Stated goal 1
Can you turn the records, everything from their start down to the line containing "[318,101,340,143]", into a numbered list with blank lines left out and the pictures omitted?

Text block
□ □ □ □ □ □ □
It’s Time to Move on from Two Phase Commit
http://dbmsmusings.blogspot.com/2019/01/its-time-to-move-on-from-two-phase.html
- 2PC is used in industry > 30yrs
- Briefly, what is 2PC
- 2PC problems:
- Blocking problem: coordinator fails before final decision. Wait until coordinator recovers. Work arounds reduce performance
- Cloggage problem: until the end of second phase workers have to stop other conflicting transactions, and their conflicting transactions, etc
- To sum up 2PC problems: latency, throughput, scalability, availability
- Conceptually, main 2PC problem: worker can abort after the work is done (1st phase).
- We need to change how distributed systems are architected
- A transaction may abort at any time for any reason
- System shouldn’t have freedom to abort transaction. Only logic within the transaction could abort
- Example:
- Shard1: X = 42 Shard2: Y -= 1; if (Y < 0) ABORT; Z = Y
- Simplified to:
- Shard1: if(remote_read(Y) > 0) X = 42; Shard2: if (Y > 0) {Y -= 1; Z = Y}
- All conditions are known before -> no need to abort -> no need for transaction protocol
- IMHO: Whaaat?? how to coordinate reading from remote hosts?? What if 2 concurrent transaction does Y-=1??
□ □ □ □ □ □ □
Dataset rows

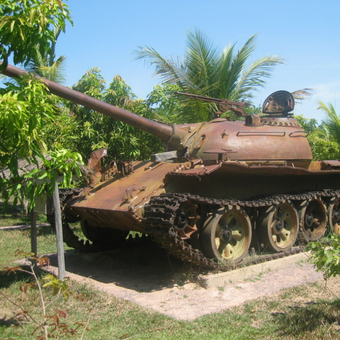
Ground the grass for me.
[0,206,340,340]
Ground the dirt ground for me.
[44,243,340,320]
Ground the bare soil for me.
[45,243,340,320]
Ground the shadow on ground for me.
[46,242,198,292]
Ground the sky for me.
[51,0,340,121]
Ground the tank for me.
[3,61,340,268]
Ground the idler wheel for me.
[328,197,340,234]
[299,198,327,242]
[259,203,299,252]
[201,208,252,263]
[81,219,129,246]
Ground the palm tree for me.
[318,101,340,144]
[135,30,283,120]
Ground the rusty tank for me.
[3,65,340,268]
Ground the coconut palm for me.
[135,30,282,120]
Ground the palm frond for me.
[318,101,340,143]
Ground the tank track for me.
[144,190,340,271]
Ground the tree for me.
[295,115,340,160]
[0,0,72,70]
[27,26,66,83]
[61,67,161,160]
[0,0,81,212]
[135,31,282,122]
[318,101,340,144]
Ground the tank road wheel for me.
[175,201,200,240]
[259,203,299,252]
[201,208,252,263]
[328,197,340,234]
[299,198,327,242]
[81,219,129,246]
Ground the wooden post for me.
[31,210,38,256]
[53,181,65,280]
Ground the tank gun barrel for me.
[0,61,173,142]
[175,91,249,117]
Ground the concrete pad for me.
[199,252,309,288]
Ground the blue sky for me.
[57,0,340,120]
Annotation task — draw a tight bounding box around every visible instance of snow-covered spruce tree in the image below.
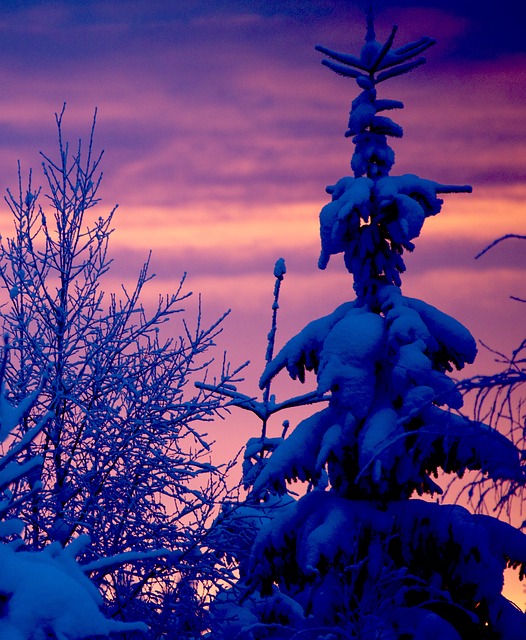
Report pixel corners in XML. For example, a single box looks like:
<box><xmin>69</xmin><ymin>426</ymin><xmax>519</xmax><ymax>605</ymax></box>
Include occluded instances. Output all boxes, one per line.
<box><xmin>0</xmin><ymin>107</ymin><xmax>235</xmax><ymax>638</ymax></box>
<box><xmin>219</xmin><ymin>17</ymin><xmax>526</xmax><ymax>640</ymax></box>
<box><xmin>0</xmin><ymin>344</ymin><xmax>146</xmax><ymax>640</ymax></box>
□ □ □ □ □ □ □
Stated goal 2
In the notes on moving on from two phase commit, why does the simplified shard example need no transaction protocol?

Correct result 1
1. Ground the grass for me.
2. [0,206,340,340]
3. Ground the dirt ground for me.
4. [44,243,340,320]
5. Ground the bare soil for me.
6. [45,243,340,320]
7. Ground the shadow on ground for me.
8. [46,242,198,292]
9. Ground the sky for me.
10. [51,0,340,121]
11. Ground the tank for me.
12. [3,61,340,268]
13. Ground the idler wheel for me.
14. [328,197,340,234]
15. [299,198,327,242]
16. [259,203,299,252]
17. [201,208,252,263]
18. [81,219,129,246]
19. Ground the palm tree for me.
20. [318,101,340,144]
21. [135,30,283,120]
22. Ground the rusty tank for me.
23. [3,65,340,268]
24. Ground the coconut palm for me.
25. [135,30,282,120]
26. Ground the palm frond for me.
27. [318,101,340,143]

Correct result 2
All the conditions are known beforehand, so there is no need to abort. Without any need to abort, no transaction protocol is needed.